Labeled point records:

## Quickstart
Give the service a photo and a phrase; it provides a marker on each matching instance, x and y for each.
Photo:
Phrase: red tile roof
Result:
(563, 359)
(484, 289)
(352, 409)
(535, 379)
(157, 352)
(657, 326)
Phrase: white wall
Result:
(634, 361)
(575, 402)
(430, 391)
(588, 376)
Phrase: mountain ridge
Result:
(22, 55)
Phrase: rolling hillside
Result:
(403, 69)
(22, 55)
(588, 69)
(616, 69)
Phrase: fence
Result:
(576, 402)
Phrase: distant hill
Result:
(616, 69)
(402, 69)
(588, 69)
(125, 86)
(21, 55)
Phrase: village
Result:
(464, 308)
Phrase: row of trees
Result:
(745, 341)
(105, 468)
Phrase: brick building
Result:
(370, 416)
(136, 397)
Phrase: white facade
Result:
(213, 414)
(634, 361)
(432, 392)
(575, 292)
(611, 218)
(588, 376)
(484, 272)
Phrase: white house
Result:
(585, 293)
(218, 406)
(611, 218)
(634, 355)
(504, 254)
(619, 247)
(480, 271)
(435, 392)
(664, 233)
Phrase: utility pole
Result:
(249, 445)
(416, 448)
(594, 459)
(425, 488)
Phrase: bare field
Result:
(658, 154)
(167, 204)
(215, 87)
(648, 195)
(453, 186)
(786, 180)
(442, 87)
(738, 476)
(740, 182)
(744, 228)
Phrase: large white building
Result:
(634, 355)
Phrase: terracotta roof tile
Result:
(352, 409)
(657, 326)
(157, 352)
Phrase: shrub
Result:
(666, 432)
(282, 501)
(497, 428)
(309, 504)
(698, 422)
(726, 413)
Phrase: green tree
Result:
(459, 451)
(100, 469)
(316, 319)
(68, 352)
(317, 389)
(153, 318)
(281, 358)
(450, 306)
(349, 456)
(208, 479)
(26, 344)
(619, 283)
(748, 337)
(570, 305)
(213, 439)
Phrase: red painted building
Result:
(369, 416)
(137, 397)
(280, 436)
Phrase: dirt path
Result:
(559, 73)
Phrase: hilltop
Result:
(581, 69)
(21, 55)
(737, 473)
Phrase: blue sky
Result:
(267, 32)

[Instructions to follow]: Please reproduce all of the data above word for word.

[Answer below]:
## Quickstart
Give the service a photo and a phrase; it provides a marker on each matching instance, x and y for each.
Photo:
Phrase: red tile roof
Result:
(563, 359)
(484, 289)
(352, 409)
(535, 379)
(157, 352)
(657, 326)
Phrase: white wall
Result:
(634, 361)
(575, 402)
(430, 391)
(588, 376)
Phrase: mountain ridge
Result:
(22, 55)
Phrase: rolling hillside
Result:
(403, 69)
(22, 55)
(588, 69)
(616, 69)
Phrase: fence
Result:
(576, 402)
Phrase: distant hill
Result:
(616, 69)
(402, 69)
(588, 69)
(125, 86)
(21, 55)
Phrase: village
Result:
(464, 308)
Phrase: row of trees
Result:
(745, 341)
(105, 468)
Phrase: brick building
Result:
(370, 416)
(136, 397)
Phrase: white facade
Result:
(213, 414)
(634, 361)
(432, 392)
(575, 292)
(611, 218)
(588, 376)
(484, 272)
Phrase: white house
Result:
(585, 293)
(218, 406)
(611, 218)
(634, 355)
(504, 254)
(619, 247)
(480, 271)
(435, 392)
(664, 233)
Phrase: utility pole
Result:
(249, 445)
(416, 448)
(594, 459)
(425, 488)
Phrase: bare field
Result:
(658, 154)
(167, 204)
(215, 87)
(648, 195)
(453, 186)
(786, 180)
(442, 87)
(738, 476)
(740, 182)
(744, 228)
Phrase: large white building
Result:
(634, 355)
Phrase: terracotta roof tile
Result:
(352, 409)
(657, 326)
(157, 352)
Phrase: shrub
Result:
(666, 432)
(282, 501)
(497, 428)
(309, 504)
(698, 422)
(726, 413)
Phrase: green tree
Result:
(459, 451)
(100, 469)
(316, 319)
(68, 352)
(317, 389)
(153, 318)
(281, 358)
(450, 306)
(349, 456)
(208, 479)
(26, 344)
(619, 283)
(748, 337)
(570, 305)
(213, 439)
Phrase: red painted building
Result:
(369, 416)
(137, 397)
(280, 436)
Phrase: dirt path
Result:
(559, 73)
Phrase: hilltop
Result:
(581, 69)
(21, 55)
(737, 473)
Phrase: blue sky
Result:
(267, 32)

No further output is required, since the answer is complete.